God offers a love that doesn’t grow old with time
By: By Sharon Priester
Sixth Sunday of Easter, May 13
Acts of the Apostles 10:25-26,34-35,44-48; Psalm 98:1,2-3,3-4; 1 John 4:7-10; John 15:9-17
How many times have we heard someone say, “I love this pizza” or “I love your new car”? Love is a word used over and over by each of us. Pope Benedict XVI in his encyclical “God is Love” (“Deus Caritas Est”) says, “today the term ‘love’ has become one of the most frequently used and misused of words, a word to which we attach quite different meanings.”
If we say that we love pizza or a car, what does that mean? If we have a pizza, we sometimes don’t finish it so we put in the refrigerator. A week or so later, we discover it, fuzzy and green. So it gets thrown away. Same thing with a car. When a new model car comes out, we get rid of the old car and get the new one. That’s the world we live in today.
The love that is the theme of the readings this weekend is not this kind of love. In the Gospel, Jesus, God’s begotten Son, is expressing his love for his disciples — the same love the Father has for him. As his friends, not his slaves, he is ready to lay down his life for them. He instructs them to follow the commandment, “love one another.” If they follow this commandment, they will remain in his love forever.

──────

What you need to do: Carry on the reflection on God's love above, starting right after its final sentence.

Data lines:
──────

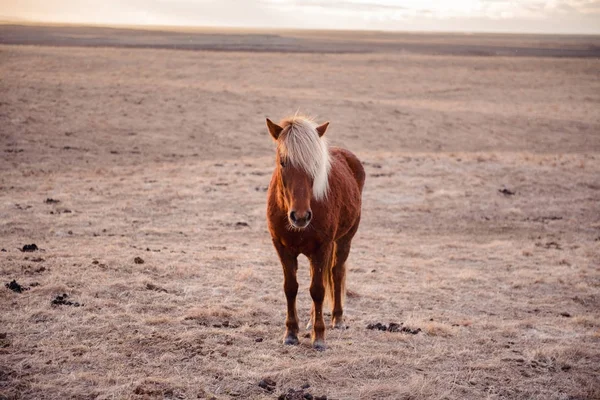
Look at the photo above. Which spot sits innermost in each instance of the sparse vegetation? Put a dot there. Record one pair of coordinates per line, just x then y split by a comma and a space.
487, 277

──────

Answer to the task:
He tells them this so that they too can experience the same joy he receives from his Father. This joy is a deep, profound love between the Father and the Son, seeking only good for the beloved, willing to sacrifice anything for the other. Jesus chose the disciples and wants them to go forth, to share this everlasting love, spreading it to all nations. The Gospel is concluded with Jesus pointing out that they did not choose him. Instead, he chose them and called them by name. Now they are to go out to teach as he did, to love as he loved. He reassures them, “Whatever you ask the Father in my name, he may give you.” (John 15:16)
A MOTHER’S LOVE
In the first reading, Peter meets a God-fearing man named Cornelius, who drops to his knees in adoration of Peter. Peter lifts him up saying that he too is a man like Cornelius, not be adored like a god. Peter continues to speak to all of those gathered, telling them God accepts them if they fear him and do what is right. Suddenly, the Holy Spirit descended upon those listening.
Realizing that these people received the Holy Spirit just as all the disciples did at Pentecost, Peter ordered that they be baptized in the name of Christ.
In the second reading, John is sharing with the early Christians Christ’s commandment to “love one another.” Anyone who loves God is begotten by God and knows God, for “God is love.” (1 John 4:8) God loves us so much that he gave us his Son, who died for us so that our sins would be forgiven and we could share life with God forever.
There are many people that exemplify God’s everlasting, profound love. We can see it in their smile, how they greet us, through their words and actions. This weekend, as we celebrate Mothers’ Day, let us remember our own mother who showered us with unconditional love, as well as Mary, the Mother of God, who in love responded, “May it be done to me according to your word.” (Luke 1:38)
Let us lift our prayers of thanksgiving to God and the love that he showered upon us:
“Great and loving God, you not only love us; you are lavish with your gift of love. Open my heart, my mind, my will, and all that I am to this gift you give me so generously. Help me, in turn, to love others with just as lavish a love.” (“Walking in Love: 30 Days with the Encyclical ‘God Is Love’ from Pope Benedict XVI”)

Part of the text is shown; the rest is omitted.